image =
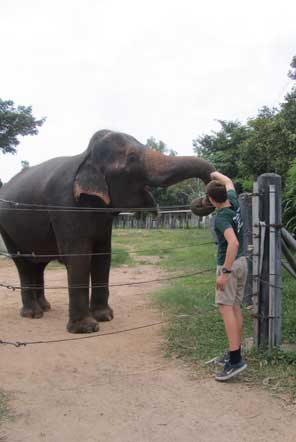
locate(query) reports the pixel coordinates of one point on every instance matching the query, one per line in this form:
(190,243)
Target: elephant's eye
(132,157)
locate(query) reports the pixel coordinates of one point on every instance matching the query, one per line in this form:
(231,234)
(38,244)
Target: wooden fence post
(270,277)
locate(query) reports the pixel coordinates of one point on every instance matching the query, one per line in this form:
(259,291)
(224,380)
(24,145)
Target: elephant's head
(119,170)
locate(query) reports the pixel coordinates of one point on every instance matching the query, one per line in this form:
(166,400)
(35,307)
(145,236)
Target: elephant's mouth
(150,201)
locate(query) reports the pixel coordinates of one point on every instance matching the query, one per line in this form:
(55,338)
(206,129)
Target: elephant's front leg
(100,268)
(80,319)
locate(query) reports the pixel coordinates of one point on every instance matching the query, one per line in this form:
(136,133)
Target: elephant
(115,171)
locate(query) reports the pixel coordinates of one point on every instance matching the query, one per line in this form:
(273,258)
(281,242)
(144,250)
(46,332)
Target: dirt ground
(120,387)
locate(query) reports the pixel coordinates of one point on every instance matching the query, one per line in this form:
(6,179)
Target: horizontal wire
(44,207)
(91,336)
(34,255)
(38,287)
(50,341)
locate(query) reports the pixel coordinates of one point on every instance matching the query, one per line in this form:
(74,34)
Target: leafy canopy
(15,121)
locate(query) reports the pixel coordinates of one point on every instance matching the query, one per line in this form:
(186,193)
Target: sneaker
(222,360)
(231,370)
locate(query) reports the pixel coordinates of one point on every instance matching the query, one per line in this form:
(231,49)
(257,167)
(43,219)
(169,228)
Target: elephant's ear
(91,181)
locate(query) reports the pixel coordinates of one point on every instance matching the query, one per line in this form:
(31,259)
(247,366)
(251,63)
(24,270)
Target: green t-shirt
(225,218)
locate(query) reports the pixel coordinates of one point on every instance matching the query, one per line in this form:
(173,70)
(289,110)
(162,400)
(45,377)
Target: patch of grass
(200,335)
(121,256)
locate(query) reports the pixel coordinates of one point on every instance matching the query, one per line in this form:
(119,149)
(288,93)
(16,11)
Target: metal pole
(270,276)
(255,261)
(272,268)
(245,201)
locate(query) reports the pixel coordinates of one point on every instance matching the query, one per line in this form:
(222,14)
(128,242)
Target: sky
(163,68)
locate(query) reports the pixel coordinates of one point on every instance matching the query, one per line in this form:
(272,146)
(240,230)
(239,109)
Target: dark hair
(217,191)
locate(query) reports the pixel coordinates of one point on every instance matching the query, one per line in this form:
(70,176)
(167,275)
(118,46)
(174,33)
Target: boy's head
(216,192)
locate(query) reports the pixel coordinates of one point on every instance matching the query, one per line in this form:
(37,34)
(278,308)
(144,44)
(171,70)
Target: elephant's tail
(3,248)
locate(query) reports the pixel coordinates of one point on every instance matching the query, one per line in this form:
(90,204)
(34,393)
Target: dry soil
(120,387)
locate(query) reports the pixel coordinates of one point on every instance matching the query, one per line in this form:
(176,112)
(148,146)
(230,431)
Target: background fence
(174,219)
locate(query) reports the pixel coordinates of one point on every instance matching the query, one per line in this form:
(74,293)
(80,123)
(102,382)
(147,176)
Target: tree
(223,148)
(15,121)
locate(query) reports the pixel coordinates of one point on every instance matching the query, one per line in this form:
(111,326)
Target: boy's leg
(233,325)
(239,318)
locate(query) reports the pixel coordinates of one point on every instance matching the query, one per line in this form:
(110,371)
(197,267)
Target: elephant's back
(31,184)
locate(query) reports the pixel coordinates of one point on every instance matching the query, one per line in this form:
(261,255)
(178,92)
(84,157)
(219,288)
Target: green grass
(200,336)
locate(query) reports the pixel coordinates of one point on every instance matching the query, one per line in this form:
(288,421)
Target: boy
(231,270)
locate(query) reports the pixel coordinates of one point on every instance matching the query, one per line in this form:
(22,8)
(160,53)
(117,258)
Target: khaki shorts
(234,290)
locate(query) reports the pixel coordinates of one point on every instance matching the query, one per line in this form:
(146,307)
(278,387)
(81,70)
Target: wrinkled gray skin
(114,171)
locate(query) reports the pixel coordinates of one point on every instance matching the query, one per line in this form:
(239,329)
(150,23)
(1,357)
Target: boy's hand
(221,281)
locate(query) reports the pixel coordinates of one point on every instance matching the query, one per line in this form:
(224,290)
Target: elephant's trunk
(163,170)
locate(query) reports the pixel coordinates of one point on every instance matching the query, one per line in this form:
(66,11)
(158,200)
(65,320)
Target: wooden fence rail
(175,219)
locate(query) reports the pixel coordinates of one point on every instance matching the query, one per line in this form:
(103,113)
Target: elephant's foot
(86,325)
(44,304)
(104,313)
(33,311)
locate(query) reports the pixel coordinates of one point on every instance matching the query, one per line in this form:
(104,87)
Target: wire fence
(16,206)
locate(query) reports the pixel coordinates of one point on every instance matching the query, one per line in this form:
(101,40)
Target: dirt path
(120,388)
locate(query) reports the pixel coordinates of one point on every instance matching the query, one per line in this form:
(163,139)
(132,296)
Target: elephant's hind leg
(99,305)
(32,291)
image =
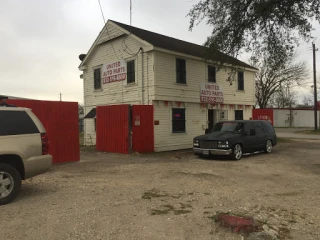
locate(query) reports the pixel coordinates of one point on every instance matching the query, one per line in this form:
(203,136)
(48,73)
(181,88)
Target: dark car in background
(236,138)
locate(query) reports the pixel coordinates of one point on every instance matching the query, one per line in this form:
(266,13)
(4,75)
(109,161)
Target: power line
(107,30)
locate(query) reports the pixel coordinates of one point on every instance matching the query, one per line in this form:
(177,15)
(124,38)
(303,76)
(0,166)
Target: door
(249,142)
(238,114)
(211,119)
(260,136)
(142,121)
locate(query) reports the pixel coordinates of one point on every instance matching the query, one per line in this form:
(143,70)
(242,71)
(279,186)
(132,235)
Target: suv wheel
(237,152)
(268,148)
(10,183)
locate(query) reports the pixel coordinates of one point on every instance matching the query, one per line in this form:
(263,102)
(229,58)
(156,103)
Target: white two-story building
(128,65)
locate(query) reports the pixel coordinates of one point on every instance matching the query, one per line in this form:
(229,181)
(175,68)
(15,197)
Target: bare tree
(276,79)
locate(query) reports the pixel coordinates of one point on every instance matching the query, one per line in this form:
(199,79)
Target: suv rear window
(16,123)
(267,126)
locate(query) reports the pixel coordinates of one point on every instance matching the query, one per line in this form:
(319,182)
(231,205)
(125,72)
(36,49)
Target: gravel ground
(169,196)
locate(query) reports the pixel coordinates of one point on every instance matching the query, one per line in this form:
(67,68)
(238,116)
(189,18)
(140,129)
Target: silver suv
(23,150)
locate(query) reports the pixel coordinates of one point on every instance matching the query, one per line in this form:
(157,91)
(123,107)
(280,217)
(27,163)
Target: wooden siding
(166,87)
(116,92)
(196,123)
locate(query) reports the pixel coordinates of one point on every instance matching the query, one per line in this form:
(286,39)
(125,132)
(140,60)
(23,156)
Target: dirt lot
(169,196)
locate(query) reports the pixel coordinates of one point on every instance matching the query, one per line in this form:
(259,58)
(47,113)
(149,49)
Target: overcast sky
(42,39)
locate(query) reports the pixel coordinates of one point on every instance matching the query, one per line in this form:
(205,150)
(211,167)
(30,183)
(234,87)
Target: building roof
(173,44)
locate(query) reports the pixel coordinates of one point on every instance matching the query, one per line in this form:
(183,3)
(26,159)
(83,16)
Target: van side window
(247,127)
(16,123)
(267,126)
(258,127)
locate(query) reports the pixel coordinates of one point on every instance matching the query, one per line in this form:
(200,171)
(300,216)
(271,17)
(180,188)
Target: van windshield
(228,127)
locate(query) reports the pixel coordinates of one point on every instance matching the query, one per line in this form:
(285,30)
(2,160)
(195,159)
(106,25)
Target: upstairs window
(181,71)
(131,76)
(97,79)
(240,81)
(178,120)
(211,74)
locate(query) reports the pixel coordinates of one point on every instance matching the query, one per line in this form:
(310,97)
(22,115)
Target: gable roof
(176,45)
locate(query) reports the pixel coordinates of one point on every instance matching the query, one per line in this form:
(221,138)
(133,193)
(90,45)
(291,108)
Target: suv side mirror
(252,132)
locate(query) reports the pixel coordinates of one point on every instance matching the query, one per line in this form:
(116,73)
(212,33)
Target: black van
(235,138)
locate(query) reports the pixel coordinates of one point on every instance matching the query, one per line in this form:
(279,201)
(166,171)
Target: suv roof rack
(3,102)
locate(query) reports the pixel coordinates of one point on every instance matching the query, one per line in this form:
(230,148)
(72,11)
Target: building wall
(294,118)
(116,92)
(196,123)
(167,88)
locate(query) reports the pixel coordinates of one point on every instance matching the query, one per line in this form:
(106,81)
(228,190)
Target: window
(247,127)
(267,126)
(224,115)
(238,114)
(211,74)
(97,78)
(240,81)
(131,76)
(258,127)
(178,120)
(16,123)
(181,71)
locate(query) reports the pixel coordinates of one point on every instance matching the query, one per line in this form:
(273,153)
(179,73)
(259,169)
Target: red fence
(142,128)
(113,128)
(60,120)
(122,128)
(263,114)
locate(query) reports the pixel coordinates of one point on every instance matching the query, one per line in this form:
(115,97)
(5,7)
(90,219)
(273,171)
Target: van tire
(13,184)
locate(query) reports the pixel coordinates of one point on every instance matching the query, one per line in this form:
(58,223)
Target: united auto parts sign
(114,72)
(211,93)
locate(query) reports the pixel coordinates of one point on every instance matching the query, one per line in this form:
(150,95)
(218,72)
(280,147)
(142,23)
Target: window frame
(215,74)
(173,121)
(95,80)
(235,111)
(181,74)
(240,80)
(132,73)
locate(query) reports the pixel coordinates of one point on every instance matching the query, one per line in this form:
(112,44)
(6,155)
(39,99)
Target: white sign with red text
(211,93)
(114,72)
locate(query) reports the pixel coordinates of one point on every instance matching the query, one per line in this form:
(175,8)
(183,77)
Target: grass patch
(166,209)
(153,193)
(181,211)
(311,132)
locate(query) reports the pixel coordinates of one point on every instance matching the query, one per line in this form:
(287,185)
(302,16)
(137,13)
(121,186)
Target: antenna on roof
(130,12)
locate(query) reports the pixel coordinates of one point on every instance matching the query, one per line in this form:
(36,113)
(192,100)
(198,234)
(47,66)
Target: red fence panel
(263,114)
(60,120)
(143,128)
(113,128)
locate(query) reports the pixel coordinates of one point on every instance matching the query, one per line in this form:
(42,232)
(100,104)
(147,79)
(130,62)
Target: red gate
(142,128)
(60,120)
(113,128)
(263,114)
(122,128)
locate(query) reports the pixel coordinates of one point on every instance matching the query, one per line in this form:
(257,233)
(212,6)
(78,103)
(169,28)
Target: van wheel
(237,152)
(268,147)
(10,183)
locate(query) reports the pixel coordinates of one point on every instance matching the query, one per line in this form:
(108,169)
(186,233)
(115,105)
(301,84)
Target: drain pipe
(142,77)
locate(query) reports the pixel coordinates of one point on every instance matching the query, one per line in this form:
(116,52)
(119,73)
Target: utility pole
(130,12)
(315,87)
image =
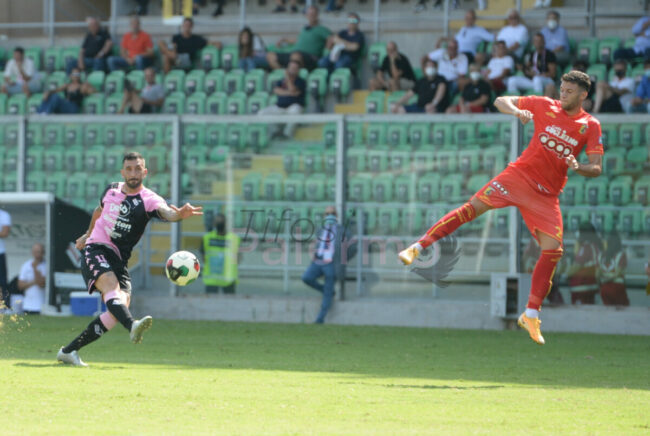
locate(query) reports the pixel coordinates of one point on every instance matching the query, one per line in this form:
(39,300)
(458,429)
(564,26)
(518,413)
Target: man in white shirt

#### TASK TO COMPLETE
Pull out each line of the records above that contains the string "wire".

#### PROBLEM SOLUTION
Target: horizontal wire
Target: wire fence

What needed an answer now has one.